Exercise:
Make an exact copy of all the records.

§ §

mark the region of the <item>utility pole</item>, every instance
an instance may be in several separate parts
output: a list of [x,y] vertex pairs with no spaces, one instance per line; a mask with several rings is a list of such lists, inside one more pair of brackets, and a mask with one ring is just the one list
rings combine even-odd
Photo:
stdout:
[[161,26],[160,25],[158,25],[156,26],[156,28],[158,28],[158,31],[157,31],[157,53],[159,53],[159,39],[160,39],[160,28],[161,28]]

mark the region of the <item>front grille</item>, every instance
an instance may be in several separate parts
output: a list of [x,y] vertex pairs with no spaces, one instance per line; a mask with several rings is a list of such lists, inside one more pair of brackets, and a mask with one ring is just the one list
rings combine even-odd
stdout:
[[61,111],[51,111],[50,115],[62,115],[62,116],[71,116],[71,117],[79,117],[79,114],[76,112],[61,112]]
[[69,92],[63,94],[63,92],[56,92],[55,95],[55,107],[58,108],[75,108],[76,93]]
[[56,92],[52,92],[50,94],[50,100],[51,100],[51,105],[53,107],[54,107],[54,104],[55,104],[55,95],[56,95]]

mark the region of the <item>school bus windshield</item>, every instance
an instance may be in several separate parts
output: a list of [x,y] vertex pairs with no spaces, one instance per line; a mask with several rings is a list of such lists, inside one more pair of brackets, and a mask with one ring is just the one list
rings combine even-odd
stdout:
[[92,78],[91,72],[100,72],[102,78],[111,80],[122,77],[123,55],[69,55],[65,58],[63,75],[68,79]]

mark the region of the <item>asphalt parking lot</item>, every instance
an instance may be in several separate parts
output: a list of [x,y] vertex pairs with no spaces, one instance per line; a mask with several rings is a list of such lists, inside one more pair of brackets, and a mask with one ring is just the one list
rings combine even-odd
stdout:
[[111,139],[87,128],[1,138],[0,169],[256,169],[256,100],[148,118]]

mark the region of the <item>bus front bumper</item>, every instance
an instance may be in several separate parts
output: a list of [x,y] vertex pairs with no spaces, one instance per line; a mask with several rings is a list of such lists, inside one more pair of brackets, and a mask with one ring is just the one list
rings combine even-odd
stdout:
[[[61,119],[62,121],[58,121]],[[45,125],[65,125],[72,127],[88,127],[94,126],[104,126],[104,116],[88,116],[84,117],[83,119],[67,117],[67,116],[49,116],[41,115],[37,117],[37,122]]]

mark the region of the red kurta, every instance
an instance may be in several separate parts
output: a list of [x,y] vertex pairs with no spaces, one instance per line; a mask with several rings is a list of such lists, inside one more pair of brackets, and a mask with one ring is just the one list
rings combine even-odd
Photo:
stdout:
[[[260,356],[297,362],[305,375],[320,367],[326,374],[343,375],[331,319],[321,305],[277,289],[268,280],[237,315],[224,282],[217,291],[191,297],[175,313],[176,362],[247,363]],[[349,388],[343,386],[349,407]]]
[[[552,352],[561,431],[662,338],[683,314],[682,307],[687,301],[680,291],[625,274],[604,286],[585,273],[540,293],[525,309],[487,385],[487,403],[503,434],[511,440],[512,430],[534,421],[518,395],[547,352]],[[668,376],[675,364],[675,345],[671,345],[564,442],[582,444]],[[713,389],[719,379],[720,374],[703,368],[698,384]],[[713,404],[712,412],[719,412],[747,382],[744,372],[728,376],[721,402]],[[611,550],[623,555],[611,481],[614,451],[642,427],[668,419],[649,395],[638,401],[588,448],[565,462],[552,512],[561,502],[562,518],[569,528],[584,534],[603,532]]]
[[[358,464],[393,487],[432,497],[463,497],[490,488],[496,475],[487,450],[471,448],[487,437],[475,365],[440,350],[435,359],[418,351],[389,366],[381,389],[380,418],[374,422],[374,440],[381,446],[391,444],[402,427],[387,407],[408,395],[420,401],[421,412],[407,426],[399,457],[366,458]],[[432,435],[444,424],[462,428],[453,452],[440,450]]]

§ §

Finished task:
mark the region of the <item>utility pole</item>, every instance
an instance may be in several separate parts
output: a list of [x,y] vertex pairs with no spaces, one instance per line; a mask with several rings is a list of such lists, inside one more pair of brackets, and a mask with one ring is just the one list
rings combine even-odd
Photo:
stdout:
[[161,26],[160,25],[158,25],[156,26],[156,28],[158,28],[158,31],[157,31],[157,53],[159,53],[159,39],[160,39],[160,28],[161,28]]

mark the region of the <item>front grille</item>, every instance
an instance may be in several separate parts
output: a list of [x,y] vertex pairs with no spaces, one instance per line; a mask with several rings is a list of such lists, inside one more pair of brackets, and a mask with one ring is just the one list
rings combine even-odd
stdout:
[[61,111],[51,111],[50,115],[62,115],[62,116],[71,116],[71,117],[79,117],[79,114],[76,112],[61,112]]
[[69,92],[63,94],[63,92],[56,92],[55,95],[55,107],[58,108],[75,108],[76,93]]
[[56,92],[52,92],[50,94],[50,100],[51,100],[51,105],[53,107],[54,107],[54,104],[55,104],[55,95],[56,95]]

mark the region of the <item>school bus windshield</item>, every instance
an instance may be in several separate parts
output: a list of [x,y] vertex pairs with no spaces, one instance per line; a mask with several rings is a list of such lists, inside one more pair of brackets, and a mask with one ring is just the one list
rings combine even-odd
stdout:
[[92,78],[91,72],[100,72],[102,78],[111,80],[122,77],[123,55],[69,55],[65,58],[63,75],[68,79]]

mark the region of the <item>asphalt parking lot</item>, every instance
an instance may be in several separate parts
output: a list of [x,y] vertex pairs with no spaces, one instance per line; a mask with several rings is a list of such lists, inside one more pair of brackets, and a mask with one ring is just the one list
rings combine even-odd
stdout:
[[111,139],[87,128],[1,138],[0,169],[256,169],[256,100],[148,118]]

mark the region of the <item>bus front bumper</item>, every instance
an instance may be in several separate parts
output: a list of [x,y] vertex pairs with no spaces, one instance per line; a mask with several rings is a list of such lists, inside one more pair of brackets, and a mask with one ring is just the one list
rings combine even-odd
stdout:
[[[61,119],[62,121],[58,121]],[[45,125],[65,125],[72,127],[88,127],[94,126],[104,126],[104,116],[88,116],[84,117],[83,119],[67,117],[67,116],[49,116],[41,115],[37,117],[37,122]]]

mark the region of the red kurta, every instance
an instance may be in several separate parts
output: a list of [x,y] vertex pairs with no spaces, one instance per line; a mask with several rings is a list of such lists, inside one more pair of brackets, and a mask with one ring is just the one list
rings combine even-odd
Photo:
stdout:
[[[260,356],[297,362],[305,375],[320,367],[326,374],[343,375],[331,319],[321,305],[277,289],[268,280],[237,315],[224,282],[217,291],[191,297],[175,313],[176,362],[247,363]],[[349,388],[343,386],[349,407]]]
[[[552,352],[561,431],[662,338],[683,314],[682,307],[687,301],[680,291],[625,274],[604,286],[585,273],[540,293],[525,309],[487,385],[487,403],[503,434],[511,440],[512,430],[534,421],[518,395],[547,352]],[[668,376],[675,364],[675,345],[671,345],[564,442],[582,444]],[[713,389],[719,379],[720,374],[703,368],[698,384]],[[713,404],[712,412],[719,412],[747,382],[744,372],[728,376],[721,402]],[[611,550],[623,555],[611,481],[614,451],[642,427],[668,419],[649,395],[638,401],[588,448],[565,462],[552,512],[561,502],[562,518],[569,528],[584,534],[603,532]]]
[[[358,464],[393,487],[432,497],[463,497],[490,488],[496,475],[487,450],[471,448],[487,437],[475,365],[440,350],[435,359],[418,351],[389,366],[381,389],[380,418],[374,422],[374,440],[381,446],[391,444],[402,427],[387,407],[408,395],[420,401],[421,412],[407,426],[399,457],[366,458]],[[432,435],[444,424],[462,428],[453,452],[440,450]]]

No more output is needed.